## EXTRAIT DU TEXTE
>>>
Comment torpiller l’écriture des femmes : c’est le titre féroce de l’ouvrage de Joanna Russ, publié aux Etats-Unis en 1983. Il a fallu attendre presqu’un demi-siècle pour que sa traduction en français, par Cécile Hermellin, nous le rende enfin accessible aux éditions Zone (2025).
Ce retard en dit long sur l’invisibilisation des écrivaines qui touche non seulement les œuvres des femmes mais les recherches sur les femmes. Ecrit dans les années quatre-vingts par des femmes, sur des femmes, l’ouvrage a donc été écarté des circuits de diffusion internationale.
Un constat accablant
« En décortiquant les stratagèmes du sexisme ordinaire dans le monde des lettres, Russ signe un formidable anti-manuel de silenciation des femmes autrices, qui n’a perdu ni de son actualité ni de sa force critique. Tout en attaquant la tradition misogyne, elle trace aussi en pointillé une autre traversée de la littérature anglo-saxonne, sur les pas de Jane Austen, Mary Shelley, Emily Brontë, George Eliot, Emily Dickinson, Virginia Woolf, Adrienne Rich ou Ursula Le Guin. » (quatrième de couverture)
L’écrivaine américaine, autrice elle-même de science-fiction, dévoile tous les modes opératoires qui ont exclu les femmes de l’histoire littéraire : « déni de la puissance créatrice » au chapitre 3, « mise à l’écart » au chapitre 7, accusation d' »anomalité », « absence de modèles »… La violence exercée contre les talents d’écriture des femmes est le plus souvent insidieuse et intériorisée par les femmes elles-mêmes.
<<<
## MATÉRIAUX DE TRAVAIL
>>>
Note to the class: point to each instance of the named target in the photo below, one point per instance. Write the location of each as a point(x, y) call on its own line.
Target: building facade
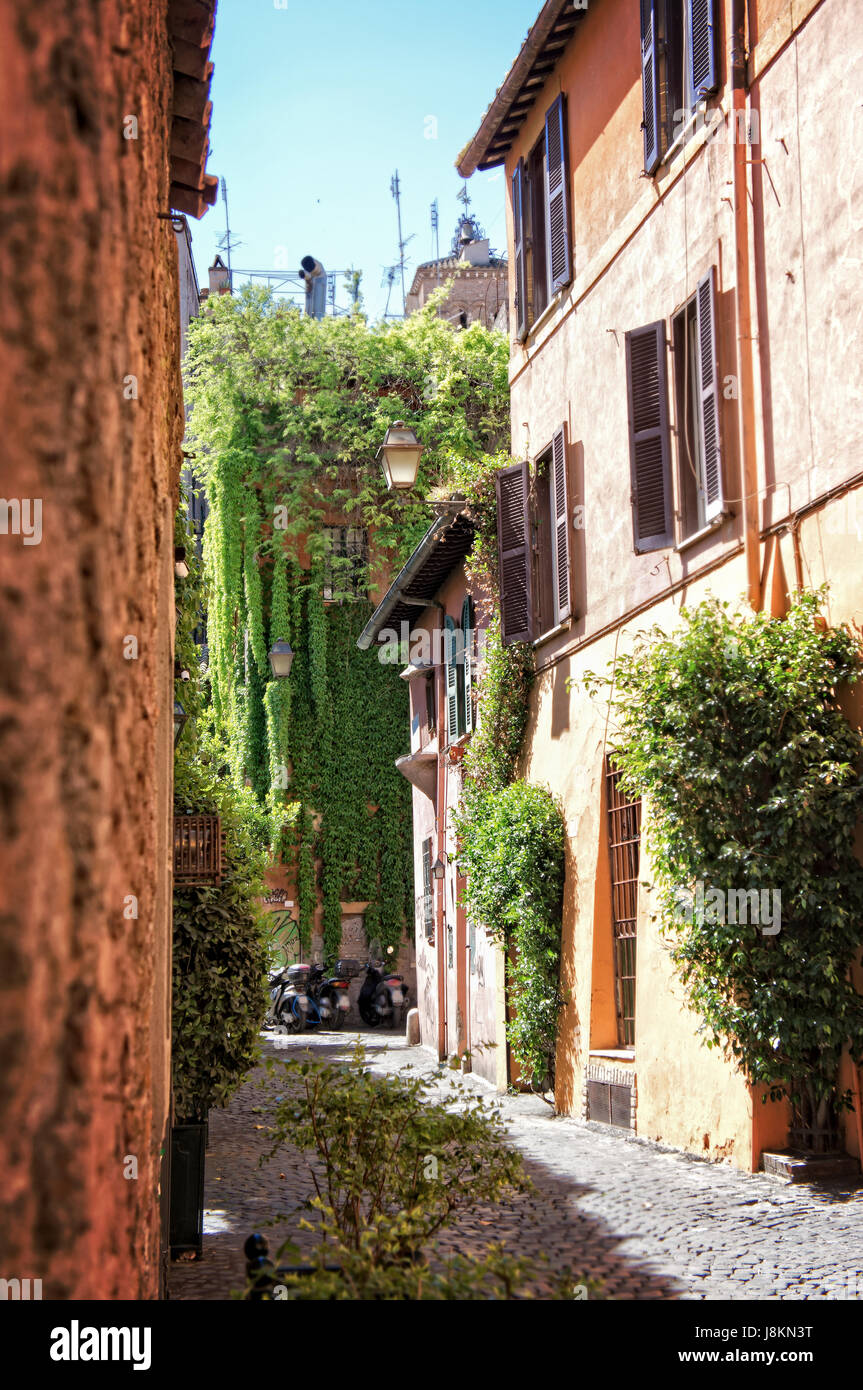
point(96, 104)
point(684, 193)
point(434, 622)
<<<
## TRAVAIL À FAIRE
A: Traduisez en anglais cette phrase de l’extrait consacré à l’ouvrage de Joanna Russ : « Ce retard en dit long sur l’invisibilisation des écrivaines qui touche non seulement les œuvres des femmes mais les recherches sur les femmes. »
B: Modifiez tous les enregistrements en remplaçant « building facade » par « storefront », sans rien changer d’autre, et ne reproduisez pas les images dans votre réponse.

## RÉPONSES SUCCESSIVES
A: This delay speaks volumes about the invisibilization of women writers, which affects not only women's works but also research on women.

B:
Note to the class: point to each instance of the named target in the photo below, one point per instance. Write the location of each as a point(x, y) call on its own line.
Target: storefront
point(96, 104)
point(684, 193)
point(434, 622)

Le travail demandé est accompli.